--- start of SUPPLIED DATA ---

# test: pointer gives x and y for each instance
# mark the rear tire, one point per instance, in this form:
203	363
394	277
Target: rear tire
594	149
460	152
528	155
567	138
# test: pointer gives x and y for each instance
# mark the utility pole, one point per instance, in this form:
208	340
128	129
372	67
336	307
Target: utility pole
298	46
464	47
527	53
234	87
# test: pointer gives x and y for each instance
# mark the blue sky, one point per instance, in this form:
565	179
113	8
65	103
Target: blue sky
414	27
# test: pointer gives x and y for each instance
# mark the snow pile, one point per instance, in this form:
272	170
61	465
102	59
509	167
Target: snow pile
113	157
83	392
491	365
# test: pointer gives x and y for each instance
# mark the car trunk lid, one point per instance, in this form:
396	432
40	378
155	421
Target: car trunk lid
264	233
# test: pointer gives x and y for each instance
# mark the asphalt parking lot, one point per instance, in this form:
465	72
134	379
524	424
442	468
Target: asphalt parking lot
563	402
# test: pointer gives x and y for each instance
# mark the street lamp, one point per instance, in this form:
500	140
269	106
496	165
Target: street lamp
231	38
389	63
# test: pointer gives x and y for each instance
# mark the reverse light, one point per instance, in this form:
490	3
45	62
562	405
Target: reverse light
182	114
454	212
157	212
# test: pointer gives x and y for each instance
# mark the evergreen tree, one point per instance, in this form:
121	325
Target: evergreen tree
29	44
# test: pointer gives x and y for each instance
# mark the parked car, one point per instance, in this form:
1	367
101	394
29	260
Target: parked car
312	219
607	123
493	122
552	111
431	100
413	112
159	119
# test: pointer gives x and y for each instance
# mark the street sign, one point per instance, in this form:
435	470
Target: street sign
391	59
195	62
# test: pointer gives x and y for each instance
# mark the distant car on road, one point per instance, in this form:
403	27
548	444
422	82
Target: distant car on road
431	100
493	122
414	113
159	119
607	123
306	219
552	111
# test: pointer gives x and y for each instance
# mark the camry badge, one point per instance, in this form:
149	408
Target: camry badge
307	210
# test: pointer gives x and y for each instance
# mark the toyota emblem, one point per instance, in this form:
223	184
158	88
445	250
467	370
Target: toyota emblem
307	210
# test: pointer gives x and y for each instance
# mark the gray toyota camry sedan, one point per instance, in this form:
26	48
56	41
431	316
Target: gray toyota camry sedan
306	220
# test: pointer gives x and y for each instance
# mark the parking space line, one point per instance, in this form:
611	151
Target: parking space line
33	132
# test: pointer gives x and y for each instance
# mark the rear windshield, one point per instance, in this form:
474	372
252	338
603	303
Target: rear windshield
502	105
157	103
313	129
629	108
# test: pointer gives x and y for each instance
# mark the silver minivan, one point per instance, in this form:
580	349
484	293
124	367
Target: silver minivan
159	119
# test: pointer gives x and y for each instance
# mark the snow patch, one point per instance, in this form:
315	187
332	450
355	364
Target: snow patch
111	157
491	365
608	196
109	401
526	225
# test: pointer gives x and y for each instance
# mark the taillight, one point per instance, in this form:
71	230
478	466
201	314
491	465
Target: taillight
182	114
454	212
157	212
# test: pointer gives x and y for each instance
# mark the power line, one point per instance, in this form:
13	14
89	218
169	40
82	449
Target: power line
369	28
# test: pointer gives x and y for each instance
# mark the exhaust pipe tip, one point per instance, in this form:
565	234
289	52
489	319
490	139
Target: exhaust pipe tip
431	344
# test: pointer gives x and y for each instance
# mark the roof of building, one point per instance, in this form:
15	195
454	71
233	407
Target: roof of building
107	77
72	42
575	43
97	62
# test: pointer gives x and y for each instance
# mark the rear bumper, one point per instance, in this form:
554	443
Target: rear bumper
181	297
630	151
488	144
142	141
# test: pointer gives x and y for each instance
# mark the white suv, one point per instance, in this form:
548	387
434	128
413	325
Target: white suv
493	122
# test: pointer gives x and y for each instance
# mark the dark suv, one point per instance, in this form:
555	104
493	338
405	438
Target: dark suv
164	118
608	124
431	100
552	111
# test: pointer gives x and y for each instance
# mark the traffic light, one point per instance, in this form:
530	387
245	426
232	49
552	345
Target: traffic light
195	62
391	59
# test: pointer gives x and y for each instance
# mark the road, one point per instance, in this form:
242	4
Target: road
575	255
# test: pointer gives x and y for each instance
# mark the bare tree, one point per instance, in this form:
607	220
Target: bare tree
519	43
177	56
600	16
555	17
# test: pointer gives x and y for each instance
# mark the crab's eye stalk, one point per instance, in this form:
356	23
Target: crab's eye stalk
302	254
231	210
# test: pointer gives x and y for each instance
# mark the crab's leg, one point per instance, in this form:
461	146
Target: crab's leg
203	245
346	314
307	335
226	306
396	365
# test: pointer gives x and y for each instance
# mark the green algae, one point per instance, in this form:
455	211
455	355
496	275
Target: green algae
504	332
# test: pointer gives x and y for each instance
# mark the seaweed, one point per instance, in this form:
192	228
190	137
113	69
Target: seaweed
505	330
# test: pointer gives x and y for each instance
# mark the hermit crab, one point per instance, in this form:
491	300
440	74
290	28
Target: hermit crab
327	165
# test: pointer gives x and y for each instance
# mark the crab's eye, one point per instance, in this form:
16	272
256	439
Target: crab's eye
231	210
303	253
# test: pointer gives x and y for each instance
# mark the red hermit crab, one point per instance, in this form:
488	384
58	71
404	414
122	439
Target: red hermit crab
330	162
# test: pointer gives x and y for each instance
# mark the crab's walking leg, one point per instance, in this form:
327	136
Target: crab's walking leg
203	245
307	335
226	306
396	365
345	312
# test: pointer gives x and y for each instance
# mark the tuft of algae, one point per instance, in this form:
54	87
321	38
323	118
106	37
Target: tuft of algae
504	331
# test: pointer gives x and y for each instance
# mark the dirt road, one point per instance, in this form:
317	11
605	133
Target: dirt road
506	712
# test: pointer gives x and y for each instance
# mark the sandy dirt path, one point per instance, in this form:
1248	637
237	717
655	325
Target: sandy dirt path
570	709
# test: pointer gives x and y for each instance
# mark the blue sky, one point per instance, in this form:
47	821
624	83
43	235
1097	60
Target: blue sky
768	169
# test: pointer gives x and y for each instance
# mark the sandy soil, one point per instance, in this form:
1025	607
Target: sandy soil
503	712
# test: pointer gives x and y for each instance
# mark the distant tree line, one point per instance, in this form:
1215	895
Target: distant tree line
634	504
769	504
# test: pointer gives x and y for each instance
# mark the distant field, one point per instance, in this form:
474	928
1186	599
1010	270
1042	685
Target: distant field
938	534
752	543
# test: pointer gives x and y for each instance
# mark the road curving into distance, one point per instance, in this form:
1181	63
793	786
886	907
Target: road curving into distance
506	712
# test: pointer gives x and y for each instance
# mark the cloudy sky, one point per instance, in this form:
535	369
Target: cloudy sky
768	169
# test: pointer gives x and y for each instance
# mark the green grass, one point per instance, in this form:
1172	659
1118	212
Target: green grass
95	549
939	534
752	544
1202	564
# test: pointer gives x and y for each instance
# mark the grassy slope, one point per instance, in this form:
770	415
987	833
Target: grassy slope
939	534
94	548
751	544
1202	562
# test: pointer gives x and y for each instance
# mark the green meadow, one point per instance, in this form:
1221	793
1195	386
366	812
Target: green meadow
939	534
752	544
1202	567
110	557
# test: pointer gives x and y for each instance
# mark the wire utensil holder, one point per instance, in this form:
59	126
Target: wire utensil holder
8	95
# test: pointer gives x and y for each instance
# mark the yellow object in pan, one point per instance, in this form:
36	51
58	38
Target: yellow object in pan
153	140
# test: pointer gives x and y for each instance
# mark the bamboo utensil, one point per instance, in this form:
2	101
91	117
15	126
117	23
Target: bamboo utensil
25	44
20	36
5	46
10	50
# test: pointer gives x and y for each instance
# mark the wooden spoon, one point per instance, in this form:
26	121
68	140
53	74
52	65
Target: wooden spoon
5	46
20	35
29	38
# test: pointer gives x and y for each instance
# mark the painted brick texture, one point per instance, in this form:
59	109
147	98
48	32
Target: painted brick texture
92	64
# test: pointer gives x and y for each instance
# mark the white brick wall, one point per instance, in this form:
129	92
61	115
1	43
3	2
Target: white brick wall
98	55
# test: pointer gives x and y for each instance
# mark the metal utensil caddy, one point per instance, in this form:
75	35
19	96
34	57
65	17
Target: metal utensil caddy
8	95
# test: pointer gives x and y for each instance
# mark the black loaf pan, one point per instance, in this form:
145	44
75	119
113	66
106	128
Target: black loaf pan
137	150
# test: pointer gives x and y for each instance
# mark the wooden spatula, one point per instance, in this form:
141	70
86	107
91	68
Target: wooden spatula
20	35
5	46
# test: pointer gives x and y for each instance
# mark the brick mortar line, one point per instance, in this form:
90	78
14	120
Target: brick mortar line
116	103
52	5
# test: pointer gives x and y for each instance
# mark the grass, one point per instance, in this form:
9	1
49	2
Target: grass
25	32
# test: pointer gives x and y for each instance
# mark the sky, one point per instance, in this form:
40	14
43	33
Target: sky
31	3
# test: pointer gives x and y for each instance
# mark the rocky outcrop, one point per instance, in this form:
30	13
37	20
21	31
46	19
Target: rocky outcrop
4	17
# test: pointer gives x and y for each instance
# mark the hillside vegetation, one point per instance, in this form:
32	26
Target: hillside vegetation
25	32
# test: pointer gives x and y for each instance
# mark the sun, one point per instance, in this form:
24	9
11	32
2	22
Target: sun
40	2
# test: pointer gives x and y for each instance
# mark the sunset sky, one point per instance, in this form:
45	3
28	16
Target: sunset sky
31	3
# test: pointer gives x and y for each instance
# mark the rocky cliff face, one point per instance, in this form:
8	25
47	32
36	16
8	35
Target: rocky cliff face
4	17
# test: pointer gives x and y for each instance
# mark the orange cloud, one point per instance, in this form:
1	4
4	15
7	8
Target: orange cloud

--- end of SUPPLIED DATA ---

● YOUR INSTRUCTIONS
Which lines in the entries contain the string "silver" with matching case? Report each of those lines in full.

● ANSWER IN FULL
# mark the silver minivan, one point per instance, in this form:
Target: silver minivan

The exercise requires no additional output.